SQL Server and My Disaster Recovery Experience

How true when they say, you learn best from experience.

Last month, I got a call from a client requesting an onsite visit to check why their SQL Server backups are failing. So I went and immediately ran a full database backup. A dreaded error message greeted me. The following is the error:

10 percent processed.
20 percent processed.
30 percent processed.
Msg 3271, Level 16, State 1, Line 1
A nonrecoverable I/O error occurred on file “K:\DATA\xxxxx.mdf:” 1117(The request could not be performed because of an I/O device error.).
Msg 3013, Level 16, State 1, Line 1
BACKUP DATABASE is terminating abnormally.

I felt a brief terror and the first step that I did in solving the situation was post the error message as a status on my Facebook to convey to my friends how my day is gearing up to be undesirable. How genius of me. Right? 🙂

Then I checked the last known good backup and found out that the server has not been backing up successfully for the last 10 days from when they reported the problem. The client never thought the problem would be critical as the applications are running smoothly uninterrupted since they can remember.

As I investigate the problem, it was concluded that one disk in one RAID 10 array is defective. Worst, the array was meant to store the MDF files. The mirror in the RAID 10 array doesn’t seem to kick in too. The other arrays where the LOGs, the TEMPDBs are located SEEM to be working fine. Hardware wasn’t my expertise so I never bothered to spend time on what went wrong with the hard disks and RAID controllers and decided to just focus on how get the data intact through other means since backing up is failing.

Luckily for me, the TRANSACTION LOGs are doing fine and can be copied. However, as I restored from the last known known good full backup and restored all the transaction log backups that were done right after, it was determined that TRANSACTION LOG backups have stopped too when SQL Server Agent stopped running few days prior. When I attempted to backup the transaction log, I got a similar I/O error. I then remember one of Kimberly Tripps’ PASS SUMMIT videos on disaster recovery. In the video, she demo’d how SQL Server handled when an entire disk volume/array went black. Then hope came on to me. Though no one encounters this every day, and probably no SQL Server professional has encountered this in his/her entire SQL Server career, I felt some degree of hope that the problem I am about to deal with is solvable. The mere fact that the applications depending on the database that can’t be backed up are running perfectly fine tells me something in SQL Server is allowing the database to stay and used online.

My first instincts based on my limited actual experience on disaster and data recovery were to do the following:

  • Never to turn off/restart the server nor restart the services, which I did
  • Ask the client if they can go offline while I resolve the issue, which they allowed so I turned off web server running the applications
  • Find a way to get a full backup of the current state of the database, which I failed
  • Find a way to copy all the associated files (MDFs, LDFS, etc) and having it restored on another SQL Server instance, which I also failed. The MDF file simply just can’t be copied using various tools.

Data:

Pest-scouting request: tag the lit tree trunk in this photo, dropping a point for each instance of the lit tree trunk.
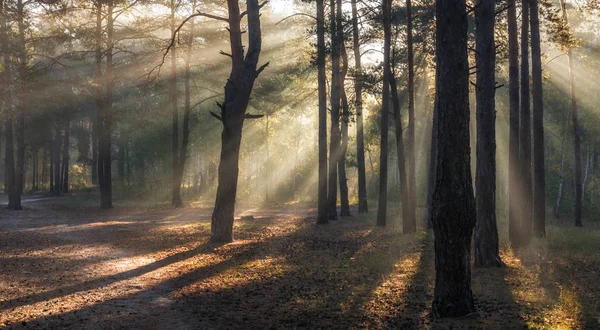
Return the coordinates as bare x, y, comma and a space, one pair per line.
539, 171
360, 140
514, 177
486, 230
344, 204
576, 133
454, 211
233, 112
334, 142
412, 183
176, 183
525, 133
322, 185
408, 226
385, 100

Set exercise 1: Quote the SQL Server disaster recovery post between "SQL Server and" and "30 percent processed.", inclusive.
Set exercise 2: Continue the SQL Server disaster recovery post from its last sentence.

Reply 1:
SQL Server and My Disaster Recovery Experience

How true when they say, you learn best from experience.

Last month, I got a call from a client requesting an onsite visit to check why their SQL Server backups are failing. So I went and immediately ran a full database backup. A dreaded error message greeted me. The following is the error:

10 percent processed.
20 percent processed.
30 percent processed.

Reply 2:
  • Google for relevant info. There were lots but none was as specific to assist me on how to go about it one step at a time
  • Ask fellow SQL Server practitioners about it, but I never came to actually go about this during the whole exercise of data recovery
  • Watch again Kimberly Tripp’s video, which I did and gave me some indirect insights how SQL Server behaves when it is crippled.

What eventually allowed me to recover the data wasn’t accidental but a result of some sound practice in database deployment. There were two things that allowed for recovery:

  1. The LOG files saved the day for me as they happened to be stored on a separate container (disk array) since the day the server was first put up.
  2. SQL Server had ample memory (RAM). It has more than enough memory (RAM) to contain more than twice the size of the database concerned.

So what really happened? How did the storing of the TRANSACTION LOG files on a separate disk array allowed the system to stay good and recoverable? How did memory helped out.

  • SQL Server has the ability to keep data for as long as it can in memory. For read only queries, SQL Server will never bother to read data from data files on disk for as long as it can, provided data aren’t flushed out of memory (e.g. when a need for another memory is requested and there is not enough memory for SQL Server to grant the request another chunk of memory).
  • UPDATES are also reflected on memory and the transaction is recorded in the TRANSACTION LOGs when a database is in Full Recovery Mode. SQL Server does not need to update data files for as long as it can. Data are persisted when TRANSACTION LOGS are backed up in this mode.
  • Coincidentally (well not really as the client followed the advice to have ample memory based on earlier recommendations), the ample amount of memory the SQL Server has allowed the memory manager not to flush out data from memory to accommodate other requests for other data.
  • What appeared to be a problem though was READing from the disks. It appears SQL Server can write to the LOG files but can’t back them up, thus, it allowed SQL Server to continue updating data in memory and record the transactions in the log files allowing the applications to still working. I can do a SELECT * FROM table despite the disk read problems (for SQL Server is getting it from memory). I just can’t backup the database whether full or transactional.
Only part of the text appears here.